Challenge: Convert these records into a two-column CSV with the headers instruction and pins, one row for every request in all of the records. Put each request's text and its answer in a single quoted field with line breaks turned into spaces, and leave the pictures out.
═════ Listed records
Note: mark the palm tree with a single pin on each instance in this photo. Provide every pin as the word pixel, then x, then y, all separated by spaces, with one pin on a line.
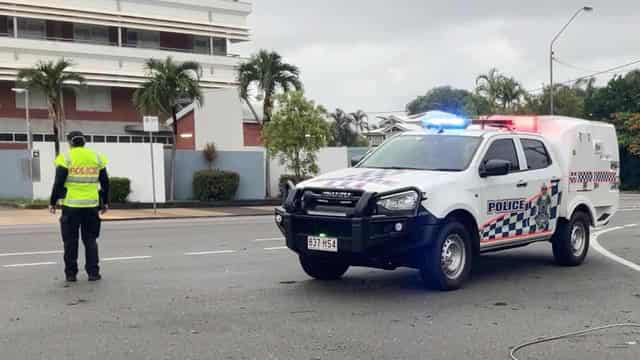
pixel 269 73
pixel 489 84
pixel 169 85
pixel 51 78
pixel 360 120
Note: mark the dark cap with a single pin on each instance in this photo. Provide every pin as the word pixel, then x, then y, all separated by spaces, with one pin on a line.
pixel 76 138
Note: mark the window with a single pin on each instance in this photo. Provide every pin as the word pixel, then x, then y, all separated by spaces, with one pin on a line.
pixel 219 46
pixel 503 149
pixel 93 99
pixel 424 152
pixel 91 33
pixel 536 154
pixel 32 28
pixel 37 100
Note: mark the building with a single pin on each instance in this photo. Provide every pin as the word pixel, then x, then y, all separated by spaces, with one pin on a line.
pixel 108 42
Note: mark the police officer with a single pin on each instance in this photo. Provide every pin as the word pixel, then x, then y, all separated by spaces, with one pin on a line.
pixel 78 174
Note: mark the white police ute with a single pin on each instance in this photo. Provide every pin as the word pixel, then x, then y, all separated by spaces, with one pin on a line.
pixel 433 200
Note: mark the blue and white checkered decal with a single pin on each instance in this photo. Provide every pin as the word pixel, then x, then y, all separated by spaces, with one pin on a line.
pixel 538 217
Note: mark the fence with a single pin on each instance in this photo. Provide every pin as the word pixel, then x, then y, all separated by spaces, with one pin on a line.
pixel 12 177
pixel 248 164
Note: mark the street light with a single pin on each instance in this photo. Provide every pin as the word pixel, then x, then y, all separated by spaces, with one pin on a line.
pixel 29 137
pixel 585 9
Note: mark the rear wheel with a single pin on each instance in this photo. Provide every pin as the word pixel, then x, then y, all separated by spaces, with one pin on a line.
pixel 323 268
pixel 448 260
pixel 571 240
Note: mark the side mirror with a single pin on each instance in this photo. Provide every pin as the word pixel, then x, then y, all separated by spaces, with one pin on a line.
pixel 495 167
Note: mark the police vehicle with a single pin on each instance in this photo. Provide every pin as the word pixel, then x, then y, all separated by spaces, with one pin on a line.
pixel 434 199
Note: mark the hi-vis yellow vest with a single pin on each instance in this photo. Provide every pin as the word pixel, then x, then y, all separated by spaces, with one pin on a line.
pixel 84 167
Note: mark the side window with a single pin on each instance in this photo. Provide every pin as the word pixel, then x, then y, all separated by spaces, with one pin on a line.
pixel 536 154
pixel 503 149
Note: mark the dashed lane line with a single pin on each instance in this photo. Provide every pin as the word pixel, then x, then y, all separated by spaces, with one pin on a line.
pixel 30 264
pixel 127 258
pixel 596 246
pixel 215 252
pixel 32 253
pixel 276 248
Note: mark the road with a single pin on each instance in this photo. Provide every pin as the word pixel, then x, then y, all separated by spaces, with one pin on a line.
pixel 227 289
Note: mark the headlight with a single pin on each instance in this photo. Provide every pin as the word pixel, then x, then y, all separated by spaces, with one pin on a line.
pixel 399 202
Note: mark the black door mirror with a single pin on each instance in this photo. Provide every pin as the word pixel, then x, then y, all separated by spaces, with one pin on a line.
pixel 495 167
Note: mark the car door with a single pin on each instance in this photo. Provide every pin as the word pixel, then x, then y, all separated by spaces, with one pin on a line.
pixel 543 186
pixel 503 197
══════════
Reply:
instruction,pins
"Note: mark the palm tree with a single pin on each instance in this photo. Provide every pin as the word pixel, then x, then y, all separated by spaces, with one pin on a line.","pixel 269 73 pixel 489 84 pixel 169 85 pixel 51 78 pixel 360 120"
"Note: mark the dark cap with a single pin on each instance in this photo. Provide every pin as the word pixel, then x, then y, all separated by spaces, with one pin on a line.","pixel 76 138"
"Note: mark the window with a single pin on each instance in this photo. Provide every pin as the word pixel, then x, then y, all separated by spaces, with one pin on a line.","pixel 219 46 pixel 503 149 pixel 93 99 pixel 424 152 pixel 91 33 pixel 536 154 pixel 32 28 pixel 37 100"
"Note: mark the building with a single pin on each instance in this photo. Provide every pin as the word pixel, then x, then y, all separated by spaces, with one pin on a line.","pixel 108 42"
"Note: mark the police officer with a single pin on each instance in this photo. Provide every pin as the word pixel, then x, then y, all separated by spaces, with one pin on a line.","pixel 78 174"
"Note: mark the white police ute with a single pin on each instance in this photo. Provide every pin as the word pixel, then x, then y, all separated by spaces, with one pin on a line.","pixel 433 200"
"Note: mark the blue and white checkered decal with a single pin on each instance in this photo. Provide every pin as the word pixel, then x, then y, all separated by spaces, with one pin on a line.","pixel 538 217"
"Note: mark the fence with a single pin on each instance in this photo. Provide every pin as the word pixel, then x, then y, all separated by spaces, with one pin on a line.","pixel 12 177 pixel 248 164"
"Note: mark the street light with a single pin on each instance in this photo. Provide every pin as the word pixel, then x, then y, all separated by spaces, with one pin on a line.","pixel 29 137 pixel 585 9"
"Note: mark the rear wheel with a single pin on each instance in this photo. Provide every pin as the word pixel, then x, then y, all separated by spaces, with one pin on a line.","pixel 323 268 pixel 448 260 pixel 571 240"
"Note: mark the side mirror with a single pin on each instance in this photo. Provide every pin as the word pixel, then x, then y, all separated by spaces, with one pin on a line.","pixel 495 167"
"Note: mark the police vehicle with a single pin on each instance in this photo. Provide every pin as the word pixel, then x, then y, all separated by spaces, with one pin on a line.","pixel 434 199"
"Note: mark the hi-vis yellow vest with a single pin on each instance in this photo. Provide every pin as the word pixel, then x, then y, all separated by spaces, with one pin on a line.","pixel 84 167"
"Note: mark the side window with a single pin on each instance in this photo. Provide every pin as the word pixel, then x, then y, all separated by spaces, with one pin on a line.","pixel 536 154 pixel 503 149"
"Note: mark the dashed lane line with a single pin on each instance in this photo. Provide every pin as the word pixel, then x, then y, all separated by spaces, with one pin on a line.","pixel 30 264 pixel 127 258 pixel 596 246 pixel 215 252 pixel 32 253 pixel 276 248"
"Note: mark the road with a single pin on each instance in this photo. Provide every pin as the word pixel, then x, then y, all separated by spaces, with one pin on a line.","pixel 227 289"
"Note: mark the headlight with a single pin on each instance in this photo. Provide every pin as the word pixel, then x, then y, all separated by spaces, with one pin on a line.","pixel 399 202"
"Note: mark the black door mirror with a single pin on each instance in this photo. Provide every pin as the word pixel, then x, then y, all separated by spaces, with one pin on a line.","pixel 495 167"
"Note: mark the car door with a single pin on each instance in this photo. Provide every pin as the word pixel, then x, then y, all separated by spaces, with one pin on a line.","pixel 543 186 pixel 503 197"